◆ **SOURCE PASSAGE**
***
4.5 out of 5 stars

The Power of the Dog is several things at once: an upending of long-held western tropes about tough guys and masculinity, and a psychological study of complex characters. But also, and perhaps most assuredly, it’s a reaffirmation of Jane Campion’s status as a top-tier filmmaker. As her first film on the big screen after a 12-year absence since Bright Star (2009), The Power of the Dog continues to explore one of Campion’s usual themes: longing. 

Phil Burbank (Benedict Cumberbatch) and his brother George (Jesse Plemons) are wealthy ranch-owners living in 1920s Montana. Despite being complete opposites (Phil is a tough, cold, loud cowboy; George is a quiet, kind man who handles their business concerns), the siblings seem inseparable. They even sleep in the same bedroom! That is until George meets Rose Gordon (Kirsten Dunst), the owner of a bed-and-breakfast the brothers stay at after a cattle drive. George soon becomes smitten with Rose, while Phil bullies Rose’s gangly son Peter (Kodi Smit-McPhee).

When Rose and George decide to get married, young Peter moves into the Burbank brother’s home, where it becomes clear Rose hasn’t been welcome by her new brother-in-law Phil. But in Campion’s take on the western mythos, not everything is as it seems, for that would be too easy. Phil and Peter develop an odd relationship, somewhat mirroring that of Phil and his dead mentor Bronco Henry. Phil mentions Henry all the time and even keeps a garment of his on him; and although the film never outright says that Phil and Bronco were gay lovers, it’s heavily implied.
***
◆ **Named object pointing records**
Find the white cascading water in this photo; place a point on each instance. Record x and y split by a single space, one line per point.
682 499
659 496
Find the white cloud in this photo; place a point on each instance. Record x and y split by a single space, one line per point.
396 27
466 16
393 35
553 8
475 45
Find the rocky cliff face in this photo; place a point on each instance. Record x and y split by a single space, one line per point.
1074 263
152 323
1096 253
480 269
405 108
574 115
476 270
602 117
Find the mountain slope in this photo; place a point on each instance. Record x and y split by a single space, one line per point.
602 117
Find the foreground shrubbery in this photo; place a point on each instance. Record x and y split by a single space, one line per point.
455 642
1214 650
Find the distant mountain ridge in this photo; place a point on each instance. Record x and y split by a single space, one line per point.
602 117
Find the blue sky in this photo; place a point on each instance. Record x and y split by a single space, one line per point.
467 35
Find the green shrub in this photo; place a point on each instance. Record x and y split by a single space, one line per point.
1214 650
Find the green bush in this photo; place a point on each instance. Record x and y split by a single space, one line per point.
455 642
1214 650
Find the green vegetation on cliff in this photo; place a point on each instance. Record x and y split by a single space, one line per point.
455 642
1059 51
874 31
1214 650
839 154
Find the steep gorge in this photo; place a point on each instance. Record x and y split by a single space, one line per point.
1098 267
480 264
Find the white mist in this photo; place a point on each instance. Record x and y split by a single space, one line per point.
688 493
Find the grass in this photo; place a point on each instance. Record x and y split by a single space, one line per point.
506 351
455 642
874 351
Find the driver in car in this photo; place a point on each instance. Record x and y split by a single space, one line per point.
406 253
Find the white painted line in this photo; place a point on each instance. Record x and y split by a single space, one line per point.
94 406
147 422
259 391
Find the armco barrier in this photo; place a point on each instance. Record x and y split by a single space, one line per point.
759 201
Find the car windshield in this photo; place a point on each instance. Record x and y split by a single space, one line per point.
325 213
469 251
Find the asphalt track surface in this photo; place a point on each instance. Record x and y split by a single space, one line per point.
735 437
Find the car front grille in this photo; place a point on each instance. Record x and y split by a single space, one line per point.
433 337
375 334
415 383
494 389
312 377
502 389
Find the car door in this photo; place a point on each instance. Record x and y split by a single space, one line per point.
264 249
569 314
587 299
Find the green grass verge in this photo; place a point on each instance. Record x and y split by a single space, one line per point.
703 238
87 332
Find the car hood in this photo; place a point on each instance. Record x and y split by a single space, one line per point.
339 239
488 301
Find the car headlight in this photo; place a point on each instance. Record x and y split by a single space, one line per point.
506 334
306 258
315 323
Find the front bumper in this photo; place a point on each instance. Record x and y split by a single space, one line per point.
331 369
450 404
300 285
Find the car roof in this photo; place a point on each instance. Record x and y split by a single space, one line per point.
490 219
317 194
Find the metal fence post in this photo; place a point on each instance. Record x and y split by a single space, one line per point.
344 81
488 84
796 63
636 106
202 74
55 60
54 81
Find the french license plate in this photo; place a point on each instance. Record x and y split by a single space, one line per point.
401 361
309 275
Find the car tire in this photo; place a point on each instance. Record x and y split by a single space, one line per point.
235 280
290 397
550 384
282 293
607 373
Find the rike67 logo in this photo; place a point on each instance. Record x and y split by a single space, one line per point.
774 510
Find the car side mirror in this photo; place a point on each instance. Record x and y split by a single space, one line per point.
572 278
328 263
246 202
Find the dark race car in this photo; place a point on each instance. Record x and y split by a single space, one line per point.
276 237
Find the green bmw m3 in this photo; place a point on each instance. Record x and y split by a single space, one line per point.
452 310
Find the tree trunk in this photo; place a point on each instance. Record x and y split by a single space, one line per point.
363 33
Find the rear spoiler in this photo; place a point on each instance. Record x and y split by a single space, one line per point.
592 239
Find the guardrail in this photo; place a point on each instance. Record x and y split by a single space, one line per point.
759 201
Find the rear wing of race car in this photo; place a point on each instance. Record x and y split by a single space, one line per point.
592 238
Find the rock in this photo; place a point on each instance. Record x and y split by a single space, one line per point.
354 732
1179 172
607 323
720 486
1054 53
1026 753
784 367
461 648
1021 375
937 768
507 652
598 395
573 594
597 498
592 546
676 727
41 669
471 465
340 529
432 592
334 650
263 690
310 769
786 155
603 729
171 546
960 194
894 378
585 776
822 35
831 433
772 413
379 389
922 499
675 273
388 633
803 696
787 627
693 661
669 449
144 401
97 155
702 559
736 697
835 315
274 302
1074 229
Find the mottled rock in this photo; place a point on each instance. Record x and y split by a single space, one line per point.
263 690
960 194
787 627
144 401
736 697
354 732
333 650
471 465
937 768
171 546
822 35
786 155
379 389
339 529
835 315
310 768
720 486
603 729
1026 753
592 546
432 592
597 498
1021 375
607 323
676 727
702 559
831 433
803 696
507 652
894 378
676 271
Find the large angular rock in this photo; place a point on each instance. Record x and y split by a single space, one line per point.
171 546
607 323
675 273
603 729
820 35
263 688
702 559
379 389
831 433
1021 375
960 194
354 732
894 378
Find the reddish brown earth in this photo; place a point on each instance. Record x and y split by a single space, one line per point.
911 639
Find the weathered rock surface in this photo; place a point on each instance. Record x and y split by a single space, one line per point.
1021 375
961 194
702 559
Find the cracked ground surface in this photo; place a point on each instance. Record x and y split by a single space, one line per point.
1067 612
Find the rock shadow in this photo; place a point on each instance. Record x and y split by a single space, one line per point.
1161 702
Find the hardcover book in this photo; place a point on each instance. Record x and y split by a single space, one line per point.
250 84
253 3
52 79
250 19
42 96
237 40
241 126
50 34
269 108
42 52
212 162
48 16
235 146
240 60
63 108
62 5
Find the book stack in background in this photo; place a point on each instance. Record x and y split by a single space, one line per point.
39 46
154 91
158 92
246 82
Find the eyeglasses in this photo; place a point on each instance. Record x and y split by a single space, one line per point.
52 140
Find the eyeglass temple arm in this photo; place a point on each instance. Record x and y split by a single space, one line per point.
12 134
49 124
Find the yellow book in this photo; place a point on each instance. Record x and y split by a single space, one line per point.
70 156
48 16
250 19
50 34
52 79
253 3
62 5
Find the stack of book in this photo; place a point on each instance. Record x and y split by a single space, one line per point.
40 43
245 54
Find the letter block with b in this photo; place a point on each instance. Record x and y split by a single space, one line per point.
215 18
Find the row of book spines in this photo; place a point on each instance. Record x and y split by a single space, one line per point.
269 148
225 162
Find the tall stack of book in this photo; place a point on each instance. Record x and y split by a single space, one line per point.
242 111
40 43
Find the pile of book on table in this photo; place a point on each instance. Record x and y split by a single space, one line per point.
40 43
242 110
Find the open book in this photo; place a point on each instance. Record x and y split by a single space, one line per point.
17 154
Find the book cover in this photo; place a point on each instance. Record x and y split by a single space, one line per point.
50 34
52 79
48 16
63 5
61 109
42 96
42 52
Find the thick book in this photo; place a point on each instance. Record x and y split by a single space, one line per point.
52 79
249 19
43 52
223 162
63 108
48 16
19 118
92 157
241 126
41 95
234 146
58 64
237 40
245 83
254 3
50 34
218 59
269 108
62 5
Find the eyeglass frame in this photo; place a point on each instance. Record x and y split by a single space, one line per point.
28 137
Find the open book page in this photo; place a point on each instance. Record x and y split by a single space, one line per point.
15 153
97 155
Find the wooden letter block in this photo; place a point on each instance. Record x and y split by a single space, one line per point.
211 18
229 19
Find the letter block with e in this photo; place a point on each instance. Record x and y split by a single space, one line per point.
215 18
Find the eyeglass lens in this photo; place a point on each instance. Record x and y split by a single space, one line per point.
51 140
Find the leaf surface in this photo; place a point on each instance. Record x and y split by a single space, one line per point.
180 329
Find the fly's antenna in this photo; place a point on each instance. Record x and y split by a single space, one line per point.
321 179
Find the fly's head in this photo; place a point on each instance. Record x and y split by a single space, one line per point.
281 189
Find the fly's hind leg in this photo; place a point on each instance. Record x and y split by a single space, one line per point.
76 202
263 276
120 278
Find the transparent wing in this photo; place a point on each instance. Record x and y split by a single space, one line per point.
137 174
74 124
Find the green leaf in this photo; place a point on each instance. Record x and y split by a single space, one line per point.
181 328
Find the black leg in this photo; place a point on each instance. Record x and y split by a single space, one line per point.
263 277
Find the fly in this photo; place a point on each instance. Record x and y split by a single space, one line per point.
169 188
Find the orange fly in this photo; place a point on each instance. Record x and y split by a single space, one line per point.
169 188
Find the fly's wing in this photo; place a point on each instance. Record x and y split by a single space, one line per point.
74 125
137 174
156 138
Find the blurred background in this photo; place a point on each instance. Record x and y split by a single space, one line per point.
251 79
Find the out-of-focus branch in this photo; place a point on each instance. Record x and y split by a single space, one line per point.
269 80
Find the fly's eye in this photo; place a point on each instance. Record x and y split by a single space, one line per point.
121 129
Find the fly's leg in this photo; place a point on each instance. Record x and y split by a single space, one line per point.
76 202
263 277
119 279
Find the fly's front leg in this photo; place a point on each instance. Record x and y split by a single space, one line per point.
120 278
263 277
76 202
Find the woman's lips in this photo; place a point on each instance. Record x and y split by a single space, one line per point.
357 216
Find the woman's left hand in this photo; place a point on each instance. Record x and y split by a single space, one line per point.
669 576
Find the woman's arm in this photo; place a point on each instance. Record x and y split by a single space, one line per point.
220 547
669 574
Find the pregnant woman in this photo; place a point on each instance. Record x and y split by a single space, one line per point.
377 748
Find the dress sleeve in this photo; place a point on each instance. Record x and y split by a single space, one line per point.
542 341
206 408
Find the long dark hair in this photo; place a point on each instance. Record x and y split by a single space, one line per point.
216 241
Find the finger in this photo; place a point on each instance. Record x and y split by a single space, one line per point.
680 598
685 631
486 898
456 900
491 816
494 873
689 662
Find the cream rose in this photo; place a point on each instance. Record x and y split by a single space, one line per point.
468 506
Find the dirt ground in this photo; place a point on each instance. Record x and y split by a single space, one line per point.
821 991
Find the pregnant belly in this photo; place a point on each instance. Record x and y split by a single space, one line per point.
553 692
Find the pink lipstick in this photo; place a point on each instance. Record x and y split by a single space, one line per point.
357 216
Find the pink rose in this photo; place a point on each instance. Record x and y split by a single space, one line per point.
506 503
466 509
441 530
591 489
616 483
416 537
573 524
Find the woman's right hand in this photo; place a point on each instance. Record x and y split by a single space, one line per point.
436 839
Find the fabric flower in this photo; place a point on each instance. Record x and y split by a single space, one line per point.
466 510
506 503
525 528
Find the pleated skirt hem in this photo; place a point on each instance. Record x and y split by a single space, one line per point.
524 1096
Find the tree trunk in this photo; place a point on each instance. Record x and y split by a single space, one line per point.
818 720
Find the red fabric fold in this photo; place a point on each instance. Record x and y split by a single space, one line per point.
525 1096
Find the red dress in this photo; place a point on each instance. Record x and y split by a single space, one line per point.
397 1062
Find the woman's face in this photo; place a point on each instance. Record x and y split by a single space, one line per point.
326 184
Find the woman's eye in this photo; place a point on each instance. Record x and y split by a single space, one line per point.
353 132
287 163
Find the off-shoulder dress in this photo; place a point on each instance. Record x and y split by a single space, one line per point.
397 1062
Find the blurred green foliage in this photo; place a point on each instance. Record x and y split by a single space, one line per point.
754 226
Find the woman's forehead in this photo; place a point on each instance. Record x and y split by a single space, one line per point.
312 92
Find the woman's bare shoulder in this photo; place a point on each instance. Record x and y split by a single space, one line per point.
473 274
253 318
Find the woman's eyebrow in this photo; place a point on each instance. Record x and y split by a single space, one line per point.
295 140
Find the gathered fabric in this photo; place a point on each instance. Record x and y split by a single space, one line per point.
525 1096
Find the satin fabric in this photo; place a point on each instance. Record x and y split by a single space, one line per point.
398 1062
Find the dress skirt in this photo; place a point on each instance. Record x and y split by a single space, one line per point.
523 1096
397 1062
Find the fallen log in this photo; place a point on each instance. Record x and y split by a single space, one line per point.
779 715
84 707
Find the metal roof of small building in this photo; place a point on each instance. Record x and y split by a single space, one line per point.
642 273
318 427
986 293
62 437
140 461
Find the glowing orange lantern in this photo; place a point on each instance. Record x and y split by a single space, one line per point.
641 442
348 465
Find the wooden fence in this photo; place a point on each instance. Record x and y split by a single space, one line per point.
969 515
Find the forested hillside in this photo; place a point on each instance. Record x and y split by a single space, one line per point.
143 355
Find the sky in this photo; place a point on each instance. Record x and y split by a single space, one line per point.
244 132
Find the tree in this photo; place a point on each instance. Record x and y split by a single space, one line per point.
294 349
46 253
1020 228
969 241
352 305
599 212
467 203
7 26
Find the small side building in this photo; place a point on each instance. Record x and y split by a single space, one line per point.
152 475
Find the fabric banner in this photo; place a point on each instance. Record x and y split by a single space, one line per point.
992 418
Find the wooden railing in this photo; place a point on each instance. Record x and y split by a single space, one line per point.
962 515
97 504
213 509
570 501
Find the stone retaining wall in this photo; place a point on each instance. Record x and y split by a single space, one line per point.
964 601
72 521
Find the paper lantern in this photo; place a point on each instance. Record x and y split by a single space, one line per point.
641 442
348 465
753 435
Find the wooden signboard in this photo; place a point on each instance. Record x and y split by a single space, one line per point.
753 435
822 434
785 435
***
◆ **TASKS TO CARRY OUT**
**a.** According to the film review, why does Peter move into the Burbank brothers' home? Answer in one to three sentences.
**b.** Copy the film review word for word, starting at "When Rose and" and ending at "it’s heavily implied.".
**c.** List every actor the film review names in parentheses after a character.

◆ **RESULTS FOR THE EXERCISE**
**a.** Peter moves into the Burbank brothers' home because his mother, Rose, and George decide to get married.

**b.**
When Rose and George decide to get married, young Peter moves into the Burbank brother’s home, where it becomes clear Rose hasn’t been welcome by her new brother-in-law Phil. But in Campion’s take on the western mythos, not everything is as it seems, for that would be too easy. Phil and Peter develop an odd relationship, somewhat mirroring that of Phil and his dead mentor Bronco Henry. Phil mentions Henry all the time and even keeps a garment of his on him; and although the film never outright says that Phil and Bronco were gay lovers, it’s heavily implied.

**c.**
Benedict Cumberbatch
Jesse Plemons
Kirsten Dunst
Kodi Smit-McPhee